[Work instruction] All records, minus the pictures: write them out exactly.

[Exercise input]

-- -- --

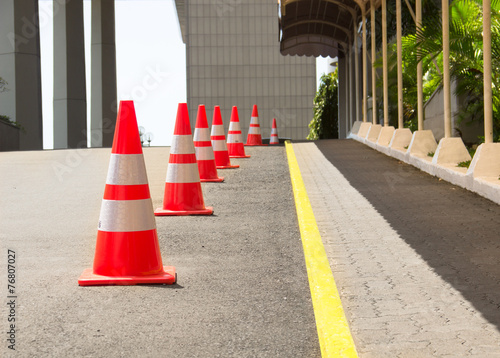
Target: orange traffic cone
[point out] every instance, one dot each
(274, 134)
(254, 137)
(203, 148)
(234, 139)
(183, 195)
(127, 250)
(219, 142)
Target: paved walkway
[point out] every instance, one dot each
(415, 258)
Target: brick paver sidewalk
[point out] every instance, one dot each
(415, 258)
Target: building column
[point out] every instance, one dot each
(400, 63)
(374, 57)
(20, 67)
(420, 87)
(365, 82)
(70, 104)
(446, 68)
(488, 103)
(103, 72)
(356, 74)
(384, 61)
(343, 97)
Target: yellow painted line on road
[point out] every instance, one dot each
(333, 330)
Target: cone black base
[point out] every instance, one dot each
(167, 277)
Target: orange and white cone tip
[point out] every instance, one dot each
(218, 138)
(203, 148)
(254, 136)
(127, 250)
(183, 195)
(274, 134)
(235, 146)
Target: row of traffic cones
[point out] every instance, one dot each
(127, 249)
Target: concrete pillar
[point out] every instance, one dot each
(384, 62)
(342, 93)
(357, 106)
(488, 104)
(103, 72)
(365, 82)
(20, 67)
(446, 68)
(374, 57)
(400, 63)
(70, 108)
(350, 96)
(420, 87)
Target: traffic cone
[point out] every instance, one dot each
(204, 150)
(127, 250)
(274, 134)
(183, 195)
(235, 146)
(254, 137)
(219, 142)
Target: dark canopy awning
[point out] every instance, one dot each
(318, 27)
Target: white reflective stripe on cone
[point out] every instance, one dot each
(234, 138)
(234, 126)
(127, 169)
(126, 215)
(182, 144)
(204, 153)
(254, 130)
(201, 134)
(218, 129)
(182, 173)
(219, 145)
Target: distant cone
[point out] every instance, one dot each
(218, 138)
(254, 136)
(127, 250)
(235, 146)
(274, 134)
(203, 148)
(183, 195)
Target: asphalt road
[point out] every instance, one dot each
(242, 288)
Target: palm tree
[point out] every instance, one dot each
(466, 55)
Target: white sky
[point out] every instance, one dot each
(148, 41)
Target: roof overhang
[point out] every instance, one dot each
(318, 27)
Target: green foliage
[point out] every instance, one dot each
(466, 61)
(324, 124)
(466, 56)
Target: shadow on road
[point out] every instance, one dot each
(454, 230)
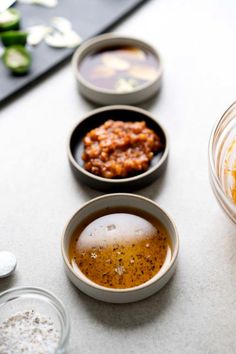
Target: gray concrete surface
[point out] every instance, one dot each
(196, 312)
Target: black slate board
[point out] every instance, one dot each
(88, 18)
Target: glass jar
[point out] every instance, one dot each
(22, 299)
(222, 161)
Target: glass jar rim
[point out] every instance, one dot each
(51, 299)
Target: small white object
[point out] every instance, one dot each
(69, 40)
(46, 3)
(37, 33)
(5, 4)
(7, 263)
(61, 24)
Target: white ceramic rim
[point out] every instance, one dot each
(156, 278)
(103, 38)
(120, 181)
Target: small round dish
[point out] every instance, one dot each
(114, 295)
(222, 161)
(22, 299)
(98, 89)
(94, 119)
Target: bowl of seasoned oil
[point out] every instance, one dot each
(120, 248)
(111, 69)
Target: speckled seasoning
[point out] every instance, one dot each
(28, 332)
(120, 250)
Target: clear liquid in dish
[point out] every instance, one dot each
(121, 249)
(120, 69)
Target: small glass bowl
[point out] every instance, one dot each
(28, 298)
(222, 159)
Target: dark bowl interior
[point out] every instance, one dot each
(94, 121)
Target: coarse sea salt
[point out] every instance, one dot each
(28, 332)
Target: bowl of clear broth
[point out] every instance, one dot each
(117, 70)
(120, 248)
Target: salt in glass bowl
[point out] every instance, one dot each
(23, 299)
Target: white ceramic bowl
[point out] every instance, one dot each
(129, 294)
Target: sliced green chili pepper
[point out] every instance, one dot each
(17, 58)
(14, 37)
(9, 20)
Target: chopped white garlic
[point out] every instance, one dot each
(47, 3)
(61, 24)
(37, 33)
(69, 40)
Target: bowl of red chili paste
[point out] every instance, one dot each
(118, 148)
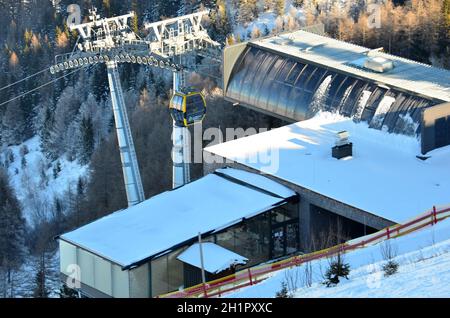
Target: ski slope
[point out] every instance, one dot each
(424, 271)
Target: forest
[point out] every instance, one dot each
(73, 121)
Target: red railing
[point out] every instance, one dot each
(254, 275)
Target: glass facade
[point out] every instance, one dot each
(269, 235)
(295, 90)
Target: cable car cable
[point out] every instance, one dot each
(24, 79)
(39, 87)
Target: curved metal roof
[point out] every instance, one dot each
(279, 82)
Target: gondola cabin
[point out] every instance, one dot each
(187, 107)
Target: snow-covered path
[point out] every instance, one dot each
(424, 271)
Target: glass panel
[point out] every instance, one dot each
(265, 90)
(315, 80)
(293, 74)
(342, 94)
(333, 89)
(253, 75)
(278, 238)
(292, 238)
(175, 271)
(236, 78)
(351, 104)
(260, 76)
(304, 76)
(159, 276)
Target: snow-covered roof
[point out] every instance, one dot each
(215, 257)
(384, 177)
(406, 75)
(173, 217)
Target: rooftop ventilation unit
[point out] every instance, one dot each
(343, 147)
(378, 64)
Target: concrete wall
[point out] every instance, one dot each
(140, 282)
(308, 198)
(99, 277)
(429, 117)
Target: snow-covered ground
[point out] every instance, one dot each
(268, 21)
(36, 188)
(34, 182)
(424, 271)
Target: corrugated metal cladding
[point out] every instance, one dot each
(288, 88)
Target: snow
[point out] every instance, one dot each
(172, 217)
(383, 177)
(424, 259)
(331, 53)
(215, 257)
(35, 194)
(267, 21)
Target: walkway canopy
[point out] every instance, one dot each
(293, 76)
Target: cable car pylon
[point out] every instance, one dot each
(112, 41)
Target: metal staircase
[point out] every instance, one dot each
(130, 167)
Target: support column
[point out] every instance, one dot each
(130, 167)
(304, 214)
(180, 145)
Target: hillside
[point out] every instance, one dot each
(424, 271)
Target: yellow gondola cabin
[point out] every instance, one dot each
(187, 107)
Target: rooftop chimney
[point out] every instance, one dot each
(343, 147)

-- -- --

[Task solution]
Target: orange traffic cone
[point out] every instance, one dot each
(274, 134)
(254, 137)
(203, 148)
(234, 139)
(183, 195)
(127, 250)
(219, 142)
Target: paved walkway
[point out] every instance, one dot each
(415, 258)
Target: brick paver sidewalk
[point out] every instance, one dot each
(415, 258)
Target: building column
[point out] every instance, one dot each
(400, 63)
(374, 57)
(20, 67)
(420, 87)
(365, 82)
(70, 104)
(446, 68)
(488, 103)
(103, 72)
(356, 74)
(384, 61)
(343, 97)
Target: yellow painted line on road
[point out] every instance, one dot each
(333, 330)
Target: cone black base
[point out] every instance, one dot each
(167, 277)
Target: orange and white cone tip
[point out] every instance, one dot each
(218, 138)
(203, 148)
(254, 136)
(127, 250)
(183, 195)
(274, 134)
(235, 146)
Target: row of traffic cones
[point out] every instance, one dot each
(127, 249)
Target: concrete pillar
[point out] every instance, one dot each
(384, 62)
(342, 93)
(357, 106)
(488, 104)
(103, 72)
(365, 82)
(20, 67)
(446, 68)
(374, 57)
(400, 63)
(70, 108)
(350, 96)
(420, 87)
Target: traffic cone
[point out] every instance, one dot each
(204, 150)
(127, 250)
(274, 134)
(183, 195)
(235, 146)
(254, 137)
(219, 142)
Target: dark canopy awning
[point out] every instance, one dot each
(318, 27)
Target: white reflective stripe on cone
[point out] every instance, one dot each
(234, 138)
(234, 126)
(127, 169)
(126, 215)
(182, 144)
(204, 153)
(254, 130)
(201, 134)
(218, 129)
(182, 173)
(219, 145)
Target: distant cone
[point out] every instance, one dot each
(218, 138)
(254, 136)
(127, 250)
(235, 146)
(274, 134)
(203, 148)
(183, 195)
Target: asphalt road
[point out] every instance, one dot each
(242, 288)
Target: palm tree
[point out] every instance, one dot each
(466, 55)
Target: white sky
[point out] every instance, one dot each
(148, 41)
Target: roof overhang
[point out] every instance, one dot each
(318, 27)
Target: green foliage
[point out] every instance, one dot each
(466, 61)
(324, 124)
(466, 56)
Target: shadow on road
[point out] every instance, one dot each
(454, 230)
Target: gray concrete surface
[point out] every instance, one dot each
(196, 312)
Target: black slate board
[point out] every instance, one dot each
(88, 18)
Target: glass jar
[point out] every instance, one dot each
(22, 299)
(222, 161)
Target: glass jar rim
[point out] every instance, one dot each
(51, 299)
Target: small white object
[point out] every instance, one dot each
(69, 40)
(46, 3)
(37, 33)
(5, 4)
(7, 263)
(61, 24)
Target: white ceramic rim
[point out] every instance, one dot each
(156, 278)
(103, 38)
(120, 181)
Target: small round dish
[point out] every instance, one dot each
(114, 295)
(222, 161)
(22, 299)
(98, 89)
(94, 119)
Target: bowl of seasoned oil
[point out] every instance, one dot each
(120, 248)
(111, 69)
Target: speckled seasoning
[point out] every instance, one dot each
(28, 332)
(120, 250)
Target: clear liquid in dish
[point out] every instance, one dot each
(121, 249)
(120, 69)
Target: small glass bowl
[point out] every instance, one dot each
(28, 298)
(222, 159)
Target: dark bowl interior
[point out] every instance, one dot each
(94, 121)
Target: coarse sea salt
[point out] every instance, one dot each
(28, 332)
Target: bowl of clear broth
[point out] every instance, one dot each
(117, 70)
(120, 248)
Target: salt in glass bowl
[point out] every instance, one dot each
(23, 299)
Target: white ceramic bowl
[point out] every instance, one dot each
(129, 294)
Target: sliced green chili pepper
[point out] every instance, one dot each
(17, 58)
(14, 37)
(9, 20)
Target: chopped white garlic
[point out] every instance, one dot each
(47, 3)
(61, 24)
(37, 33)
(69, 40)
Target: bowl of red chili paste
[point out] every instance, one dot each
(118, 148)
Target: ski slope
[point out] every instance, one dot each
(424, 271)
Target: forest
[point out] every instance, one dot each
(73, 121)
Target: red railing
[point out] every instance, one dot each
(254, 275)
Target: glass facade
[point out] every instance, one dot each
(269, 235)
(295, 90)
Target: cable car cable
[point out] every instance, one dot each
(24, 79)
(39, 87)
Target: curved metal roof
[point out] every instance, one dot each
(279, 82)
Target: gondola cabin
[point out] every instance, one dot each
(187, 107)
Target: snow-covered path
[point out] every instance, one dot each
(424, 271)
Target: glass panel
[point out] every instance, one dot each
(265, 90)
(315, 80)
(293, 74)
(342, 94)
(333, 89)
(253, 75)
(278, 238)
(292, 238)
(175, 271)
(236, 78)
(351, 104)
(260, 76)
(304, 76)
(159, 276)
Target: snow-covered roof
[point out] every instance, one dot each
(215, 257)
(384, 177)
(406, 75)
(173, 217)
Target: rooftop ventilation unit
[point out] every instance, one dot each
(343, 147)
(378, 64)
Target: concrete wall
[point out] every instance, one dot each
(140, 282)
(308, 198)
(99, 277)
(429, 117)
Target: snow-covered ground
[point out] every instance, one dot each
(268, 21)
(36, 188)
(34, 182)
(424, 271)
Target: corrugated metal cladding
[point out] every instance, one dot each
(288, 88)
Target: snow
[point out] every instance, one dot each
(172, 217)
(383, 177)
(424, 259)
(331, 53)
(215, 257)
(35, 194)
(267, 21)
Target: walkway canopy
[point out] every instance, one dot each
(293, 76)
Target: cable car pylon
[point out] every instance, one dot each
(112, 41)
Target: metal staircase
[point out] every instance, one dot each
(130, 167)
Target: support column
[point out] every instance, one dot each
(130, 167)
(304, 214)
(180, 145)
Target: hillside
[point out] every instance, one dot each
(424, 271)
Target: yellow gondola cabin
[point out] every instance, one dot each
(187, 107)
Target: rooftop chimney
[point out] every instance, one dot each
(343, 147)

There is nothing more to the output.